Ausgewählter Abschnitt →
+ + + + +
Prof. Dr. Gerrit Frotscher
Rz. 61
Ein entsprechender Vertrauensschutz greift ein, wenn ein oberster Gerichtshof des Bundes (vgl. Rz. 30) eine allgemeine, für den Stpfl. günstige Verwaltungsvorschrift der Bundesregierung oder einer obersten Bundes- oder Landesbehörde als mit dem geltenden Recht nicht in Einklang stehend bezeichnet hat. Der Stpfl., für den die Steuer in einem Steuerbescheid aufgrund einer für ihn günstigen allgemeinen Verwaltungsvorschrift festgesetzt worden ist, soll darauf vertrauen können, dass diese in der Verwaltungsanweisung enthaltene Rechtsauslegung auch bei einer späteren Änderung des Bescheids zugrunde gelegt wird. Rechtssystematisch ist die Grundlage für diesen Vertrauensschutz problematisch; vgl. Rz. 5.
Rz. 62
Infrage für den Vertrauensschutz nach Abs. 2 kommen die Richtlinien und Erlasse der FinMin, die nicht nur einen Einzelfall betreffen, nicht jedoch die Verfügungen der OFD. Anzuwenden ist die Regelung über den Vertrauensschutz bei der Änderung aller Steuerbescheide, auch der unter Vorbehalt der Nachprüfung stehenden und der vorläufigen Steuerbescheide, und aller Bescheide, die wie Steuerbescheide behandelt werden.
Rz. 62a
Ist die Verwaltungsanweisung durch die oberste Finanzbehörde eines Landes erlassen worden, ist zu beachten, dass dann Vertrauensschutz nur gegen die Änderung von Bescheiden durch FÄ dieses Landes eintritt. Ein Stpfl., für den Finanzbehörden eines anderen Bundeslandes zuständig sind, kann sich daher nicht auf eine Verwaltungsanweisung der obersten Finanzbehörde eines anderen Landes verlassen.
Rz. 62b
Den Vertrauensschutz begründet nur eine ausdrückliche Aussage in einer allgemeinen Verwaltungsvorschrift. Eine von der Finanzverwaltung vertretene Auffassung genügt nicht, wenn sie nicht in einer allgemeinen Verwaltungsvorschrift ihren Niederschlag gefunden hat. Es genügt auch nicht, dass sich die Auffassung der Finanzverwaltung nur bei einer Interpretation der Verwaltungsanweisung ergibt. Eine allgemeine Verwaltungsvorschrift begründet darüber hinaus keinen Vertrauensschutz, wenn sie zum Zeitpunkt ihres Erlasses bzw. im Zeitpunkt, in dem die zu ändernde Steuerfestsetzung ergeht, in einem offenkundigen und nicht überbrückbaren Widerspruch zu der BFH-Rechtsprechung steht. Insoweit gelten die Ausführungen zu dem Inhalt einer Rechtsprechung entsprechend; vgl. daher Rz. 41ff.
+ + + + +
Gezeigtes Material →
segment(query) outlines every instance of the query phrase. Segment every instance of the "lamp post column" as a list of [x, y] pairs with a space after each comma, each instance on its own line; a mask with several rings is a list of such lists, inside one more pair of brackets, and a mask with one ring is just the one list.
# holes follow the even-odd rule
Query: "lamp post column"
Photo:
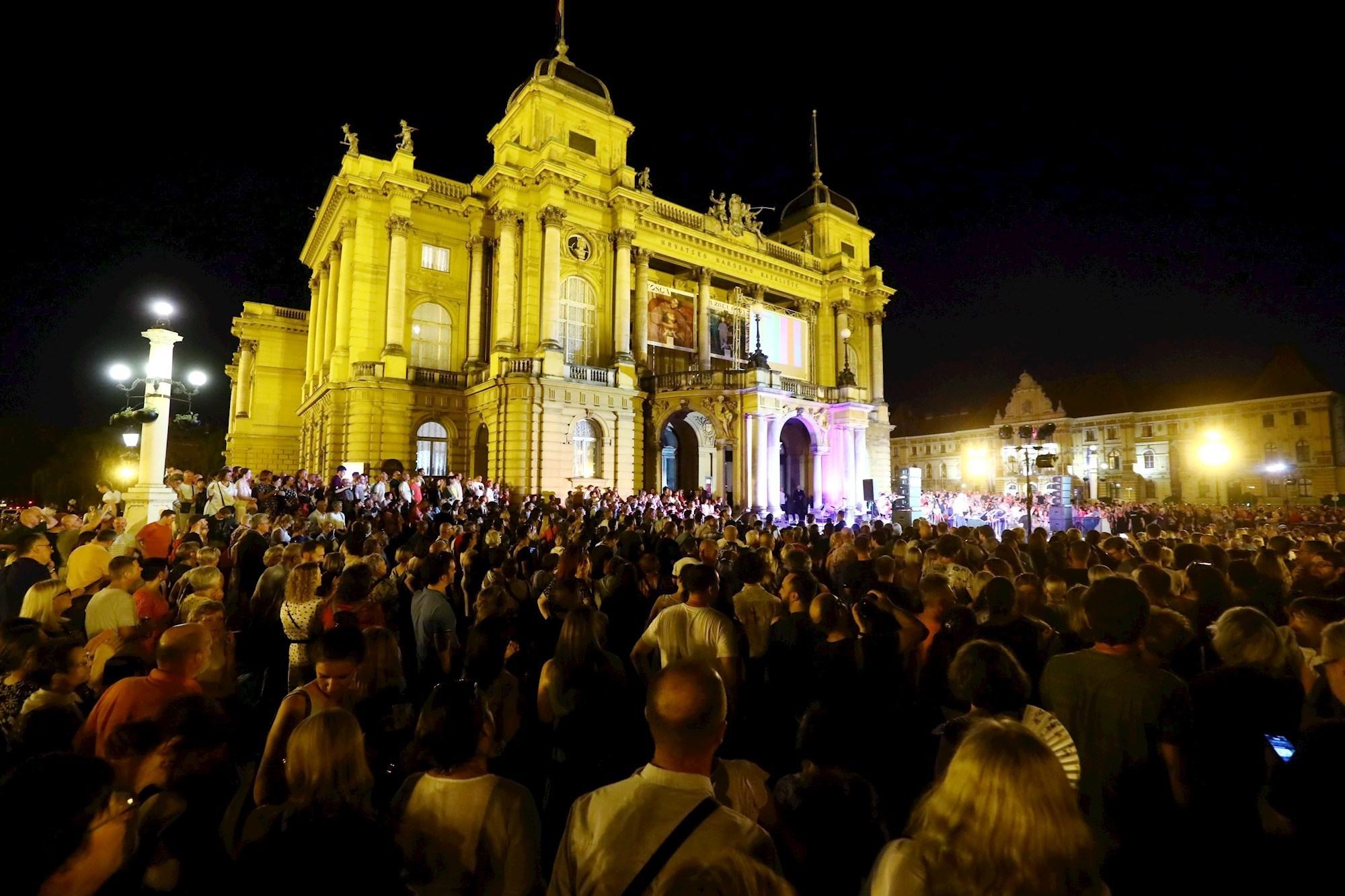
[[172, 420], [172, 347], [182, 336], [164, 327], [140, 334], [149, 340], [149, 363], [145, 366], [145, 409], [159, 413], [153, 422], [140, 426], [140, 482], [126, 492], [126, 526], [132, 531], [174, 506], [176, 495], [164, 486], [164, 463], [168, 459], [168, 422]]
[[635, 246], [635, 363], [650, 363], [650, 250]]

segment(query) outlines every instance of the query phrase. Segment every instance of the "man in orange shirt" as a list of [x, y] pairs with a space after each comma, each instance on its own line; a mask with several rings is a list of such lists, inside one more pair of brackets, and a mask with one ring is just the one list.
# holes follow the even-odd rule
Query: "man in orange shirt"
[[108, 737], [124, 722], [155, 718], [174, 697], [199, 694], [195, 675], [208, 661], [206, 627], [200, 623], [174, 626], [159, 639], [157, 669], [148, 675], [122, 678], [104, 692], [75, 735], [75, 749], [104, 756]]
[[136, 533], [136, 544], [145, 560], [168, 560], [168, 549], [172, 548], [172, 533], [178, 514], [165, 510], [159, 514], [159, 522], [145, 523]]

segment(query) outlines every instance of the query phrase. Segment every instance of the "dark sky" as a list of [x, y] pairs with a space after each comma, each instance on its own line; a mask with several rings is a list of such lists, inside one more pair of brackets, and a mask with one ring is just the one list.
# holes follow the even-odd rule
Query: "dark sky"
[[[1092, 36], [1065, 52], [956, 22], [842, 38], [824, 12], [761, 26], [730, 7], [572, 3], [570, 58], [635, 124], [629, 163], [694, 209], [712, 188], [800, 192], [819, 110], [826, 182], [898, 291], [890, 401], [979, 404], [1022, 369], [1245, 374], [1275, 343], [1345, 382], [1336, 75], [1306, 48]], [[156, 23], [71, 38], [69, 77], [12, 57], [0, 416], [114, 410], [104, 370], [143, 358], [144, 303], [165, 295], [178, 370], [211, 374], [198, 408], [222, 422], [241, 303], [308, 305], [297, 254], [342, 122], [386, 157], [406, 117], [418, 167], [486, 168], [487, 129], [554, 34], [546, 3], [472, 17], [499, 8], [416, 27]]]

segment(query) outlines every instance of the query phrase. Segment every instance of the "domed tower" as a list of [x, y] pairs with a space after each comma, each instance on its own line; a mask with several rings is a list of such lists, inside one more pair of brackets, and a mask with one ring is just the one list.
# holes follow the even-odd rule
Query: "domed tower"
[[812, 183], [780, 211], [776, 239], [818, 256], [842, 257], [861, 268], [869, 266], [869, 239], [873, 231], [859, 226], [854, 203], [822, 182], [818, 161], [818, 110], [812, 110]]
[[625, 165], [625, 141], [635, 126], [616, 114], [607, 85], [570, 62], [568, 50], [562, 36], [555, 55], [533, 66], [533, 77], [510, 94], [504, 117], [487, 139], [496, 164], [531, 168], [553, 160], [604, 188]]

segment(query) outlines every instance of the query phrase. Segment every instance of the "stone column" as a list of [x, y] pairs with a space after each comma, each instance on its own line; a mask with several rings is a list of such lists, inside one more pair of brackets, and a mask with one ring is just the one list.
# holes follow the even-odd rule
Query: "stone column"
[[495, 296], [491, 303], [492, 318], [495, 320], [495, 347], [512, 348], [514, 342], [514, 297], [518, 291], [518, 270], [514, 262], [514, 248], [518, 245], [519, 215], [512, 209], [496, 209], [491, 213], [495, 218], [495, 235], [500, 241], [500, 248], [495, 253]]
[[822, 445], [812, 445], [812, 510], [822, 510], [822, 464], [826, 457]]
[[710, 369], [710, 276], [709, 268], [697, 268], [695, 278], [699, 289], [695, 293], [695, 363], [701, 370]]
[[[354, 246], [351, 246], [351, 252], [355, 252]], [[327, 266], [331, 269], [331, 283], [327, 284], [327, 301], [323, 303], [323, 350], [317, 352], [321, 355], [319, 366], [323, 371], [331, 369], [332, 352], [336, 351], [336, 300], [340, 296], [340, 241], [332, 242], [331, 258], [327, 262]]]
[[[321, 265], [317, 266], [317, 270], [319, 272], [321, 270]], [[315, 346], [316, 346], [316, 342], [317, 342], [317, 334], [316, 334], [316, 330], [317, 330], [317, 313], [320, 311], [319, 303], [321, 301], [321, 295], [323, 295], [323, 281], [321, 281], [321, 276], [317, 272], [313, 272], [313, 276], [308, 278], [308, 292], [309, 292], [309, 301], [308, 301], [308, 338], [304, 340], [304, 382], [305, 383], [308, 382], [308, 378], [313, 373], [313, 354], [315, 354]]]
[[771, 417], [769, 414], [756, 414], [756, 495], [752, 509], [759, 514], [769, 513], [771, 507]]
[[257, 362], [257, 340], [238, 340], [238, 409], [239, 417], [252, 416], [252, 378]]
[[467, 260], [471, 273], [467, 277], [467, 363], [482, 362], [482, 262], [486, 261], [486, 241], [480, 237], [467, 238]]
[[332, 352], [331, 378], [350, 378], [350, 312], [355, 295], [355, 221], [342, 223], [340, 292], [336, 295], [336, 350]]
[[[412, 219], [404, 215], [387, 218], [387, 328], [383, 335], [382, 358], [405, 358], [406, 348], [406, 234]], [[393, 374], [389, 374], [393, 375]]]
[[625, 227], [612, 234], [616, 244], [616, 273], [612, 277], [613, 315], [612, 347], [617, 363], [631, 363], [631, 241], [635, 231]]
[[784, 426], [783, 417], [771, 417], [771, 443], [767, 448], [769, 465], [767, 467], [767, 505], [776, 519], [780, 518], [780, 429]]
[[873, 387], [869, 393], [869, 402], [882, 401], [882, 309], [869, 315], [869, 379]]
[[561, 350], [561, 222], [565, 209], [546, 206], [542, 222], [542, 347]]
[[635, 246], [635, 363], [650, 363], [650, 253]]

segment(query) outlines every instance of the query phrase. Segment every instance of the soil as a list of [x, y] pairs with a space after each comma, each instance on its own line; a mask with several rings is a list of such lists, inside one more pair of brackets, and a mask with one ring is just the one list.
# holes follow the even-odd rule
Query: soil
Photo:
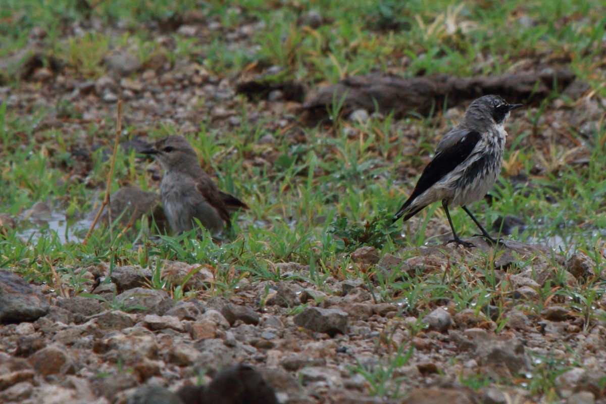
[[[208, 29], [205, 22], [191, 20], [185, 16], [180, 24], [162, 29], [191, 31], [193, 36]], [[246, 42], [254, 32], [249, 28], [225, 33]], [[122, 32], [116, 27], [115, 33]], [[168, 48], [176, 46], [170, 30], [150, 28], [150, 35]], [[305, 141], [305, 131], [310, 127], [305, 114], [325, 110], [322, 108], [328, 99], [326, 88], [266, 83], [264, 73], [271, 67], [221, 77], [185, 59], [172, 63], [152, 58], [142, 65], [128, 49], [116, 50], [105, 61], [104, 75], [85, 79], [53, 58], [45, 36], [33, 30], [26, 47], [1, 61], [0, 67], [15, 67], [12, 71], [18, 81], [16, 85], [0, 87], [0, 97], [10, 113], [35, 125], [33, 140], [23, 135], [22, 144], [33, 141], [36, 150], [46, 150], [48, 167], [64, 170], [66, 180], [91, 180], [90, 153], [112, 144], [119, 99], [124, 101], [124, 125], [133, 128], [124, 143], [135, 148], [138, 141], [133, 139], [150, 140], [149, 134], [160, 125], [171, 125], [181, 134], [193, 133], [201, 122], [206, 122], [210, 129], [228, 133], [242, 124], [242, 108], [251, 122], [264, 122], [267, 133], [279, 131], [293, 145], [298, 144]], [[512, 77], [518, 79], [516, 75], [521, 72], [526, 75], [525, 80], [533, 81], [545, 75], [553, 77], [558, 71], [558, 77], [564, 78], [565, 96], [551, 99], [538, 122], [519, 117], [518, 130], [531, 134], [522, 145], [532, 144], [538, 151], [548, 150], [554, 142], [577, 148], [562, 164], [588, 158], [584, 142], [592, 139], [597, 130], [605, 101], [592, 96], [588, 87], [576, 80], [565, 67], [536, 60], [520, 61], [516, 65], [517, 71], [501, 78], [442, 77], [462, 95], [450, 99], [452, 104], [445, 113], [433, 116], [433, 137], [437, 139], [460, 118], [482, 85], [494, 85], [492, 92], [511, 96], [515, 86], [499, 87], [494, 83], [506, 84]], [[394, 80], [399, 83], [397, 88], [416, 91], [419, 83], [435, 83], [436, 79], [364, 76], [336, 85], [341, 86], [339, 91], [348, 85], [360, 89], [369, 79], [387, 83], [373, 87], [370, 94], [389, 98], [391, 93], [382, 91], [393, 91]], [[551, 85], [555, 82], [541, 82]], [[465, 93], [461, 90], [465, 85], [473, 85], [473, 91]], [[524, 88], [511, 102], [527, 95], [524, 92], [527, 82], [521, 87]], [[545, 87], [544, 93], [534, 94], [538, 98], [529, 107], [531, 113], [537, 111], [539, 98], [547, 97], [550, 90]], [[239, 93], [245, 94], [246, 99]], [[422, 101], [415, 98], [415, 104], [425, 106], [443, 94], [422, 93], [427, 98]], [[361, 111], [366, 116], [391, 110], [399, 118], [408, 116], [410, 108], [405, 102], [410, 99], [404, 94], [399, 99], [404, 104], [391, 99], [391, 104], [379, 104], [380, 110], [374, 111], [368, 94], [350, 93], [342, 116], [346, 126], [352, 114], [364, 119]], [[418, 92], [415, 94], [418, 96]], [[48, 113], [38, 120], [35, 113], [40, 108]], [[563, 127], [562, 122], [568, 126]], [[96, 129], [90, 133], [92, 124]], [[72, 165], [62, 165], [53, 158], [56, 141], [48, 137], [52, 128], [75, 139], [70, 147]], [[331, 136], [330, 127], [321, 125], [318, 130]], [[405, 119], [395, 121], [393, 134], [401, 134], [394, 136], [386, 167], [391, 167], [393, 153], [418, 153], [415, 139], [421, 130]], [[579, 133], [584, 142], [570, 136], [571, 130]], [[6, 158], [11, 152], [0, 151], [0, 156]], [[274, 168], [277, 157], [269, 150], [250, 156], [245, 164], [279, 170]], [[411, 164], [394, 169], [402, 173], [402, 184], [409, 184], [422, 167]], [[510, 174], [518, 173], [514, 167], [511, 170]], [[545, 170], [538, 162], [531, 174], [540, 176]], [[88, 185], [99, 191], [104, 184], [99, 180]], [[11, 220], [0, 219], [3, 222]], [[447, 233], [444, 223], [431, 224], [428, 236]], [[281, 403], [606, 403], [606, 294], [594, 305], [601, 317], [591, 322], [571, 310], [568, 299], [556, 296], [545, 302], [540, 296], [541, 291], [559, 282], [587, 282], [594, 263], [581, 253], [567, 257], [541, 245], [508, 241], [501, 250], [495, 250], [480, 239], [472, 241], [477, 248], [454, 244], [407, 248], [379, 260], [378, 251], [365, 247], [351, 256], [354, 265], [365, 271], [388, 274], [396, 268], [403, 273], [421, 272], [427, 282], [441, 279], [453, 287], [487, 282], [481, 270], [494, 262], [503, 290], [502, 311], [496, 303], [477, 310], [458, 310], [454, 302], [436, 301], [432, 306], [417, 307], [413, 315], [406, 311], [407, 305], [380, 302], [373, 294], [375, 288], [361, 279], [344, 280], [333, 276], [322, 287], [299, 280], [295, 276], [308, 274], [310, 268], [296, 262], [273, 264], [281, 280], [248, 283], [245, 279], [230, 296], [176, 303], [165, 292], [148, 288], [148, 268], [119, 267], [111, 273], [105, 264], [75, 268], [90, 279], [88, 291], [105, 297], [107, 302], [58, 296], [47, 285], [11, 288], [18, 280], [7, 277], [0, 282], [7, 288], [0, 290], [4, 291], [0, 299], [8, 299], [0, 307], [0, 402], [178, 403], [171, 396], [162, 401], [164, 396], [158, 392], [165, 391], [162, 389], [142, 389], [159, 386], [175, 392], [185, 386], [208, 384], [221, 369], [246, 363], [261, 373]], [[212, 281], [209, 268], [164, 263], [164, 274], [177, 280], [195, 270], [189, 287]], [[112, 282], [93, 291], [93, 282], [106, 277]], [[18, 314], [7, 314], [8, 302], [18, 297]], [[42, 301], [48, 303], [47, 307]], [[539, 302], [544, 307], [537, 309]], [[42, 311], [32, 310], [41, 306]], [[22, 321], [25, 318], [28, 320]], [[409, 349], [410, 357], [405, 360]], [[387, 381], [375, 383], [372, 380], [376, 379], [368, 376], [381, 374], [388, 376]], [[390, 398], [398, 392], [410, 395], [404, 399]], [[223, 394], [202, 391], [196, 394], [215, 397], [219, 393]], [[194, 400], [199, 397], [190, 399], [198, 402]], [[241, 397], [225, 400], [220, 402], [249, 402]], [[267, 402], [271, 402], [268, 399]]]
+ + + + +
Zu erledigende Aufgaben →
1. Was allein begründet laut dem Abschnitt zum Vertrauensschutz den Vertrauensschutz?
2. Gib nur die Anzahl der Zeilen der Auflistung an, in denen die Zeichenfolge „stone“ vorkommt. Groß- und Kleinschreibung wird dabei unterschieden.

Vollständige Antworten →
1. Nur eine ausdrückliche Aussage in einer allgemeinen Verwaltungsvorschrift begründet den Vertrauensschutz.

2. 2